** START QUOTED TEXT **

The Fuss About Wages Is The Fuss

The latest FOMC policy statement was dominated by a single, added word; “some.” As far as actual policy maneuvers I doubt it will make much of a difference, but it certainly adds more flavor to the growing evidence the US economy isn’t anywhere near close to what it should have been by now. In other words, even the mainstream economic narrative has shifted significantly.

I also have little doubt that the Fed was aware (either directly or through its own, parallel modeling) that wages would so disappoint. The same week that “some” goes into the policy statement about labor “improvement” the BLS’s Employment Cost Index (ECI), a gauge commonly used by the FOMC, rises by the smallest amount in 33 years. Coincidences are common but there is clear purpose here.

Not for lack of trying, but the US “boom” has evaporated once more into “it’s just around the corner.” The New York Times was typical to that effect:

Labor costs in the United States recorded their smallest increase in 33 years during the second quarter as workers were paid less in commissions and bonuses. The tiny gain appeared to be a temporary wage growth setback against the backdrop of diminishing labor market slack.

The rest of the article was spent detailing really how serious this report was in suggesting something not a “temporary wage growth setback.” When the ECI rose in Q1, it was as much commissions and bonuses but nobody had much to say about that then, suggesting which part was actually temporary.

In the second quarter, wages and salaries, which account for 70 percent of employment costs, rose 0.2 percent. That was also the smallest increase on record.

 

Private sector compensation failed to rise for the first time on record. Compensation in the services industry nudged up 0.1 percent in the second quarter after rising 0.6 percent in the previous period.

At MarketWatch, there was more realism in the analysis as it should be very clear by now that the “anomalies” in all these economic accounts are not when they are low.

The slowdown comes after first-quarter data had suggested wage growth had picked up perceptibly from the stagnant trend of several years.

ABOOK August 2015 ECI TotalABOOK August 2015 ECI QQ

A trend whereby wages stagnate for several years, rise for one or two quarters, and then fall back again suggests peculiarity only on the upside. That means each of these higher readings, which are used heavily for extrapolation, are really worthless without broad corroboration in both vertical accounting and horizontal time comparisons. Some of this ECI data, including subcomponents, could be interpreted as businesses reverting not just toward prior stagnation but even active cost cutting – which would be more in line with indications, especially capex, from elsewhere.

** END QUOTED TEXT **

■ REQUIRED WORK
In the commentary on wages, by what percentage did wages and salaries rise in the second quarter? The material that follows comes from a separate source and is unrelated to the preceding text.

** START SUPPLIED INFORMATION **

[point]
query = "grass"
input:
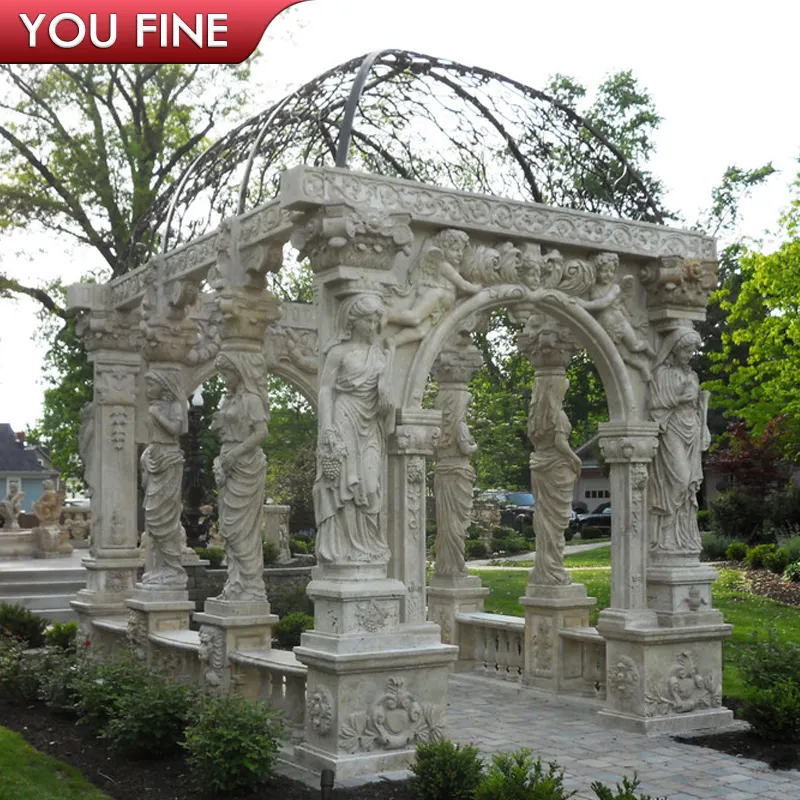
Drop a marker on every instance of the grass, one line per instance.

** END SUPPLIED INFORMATION **

■ TASK OUTPUT
0.2 percent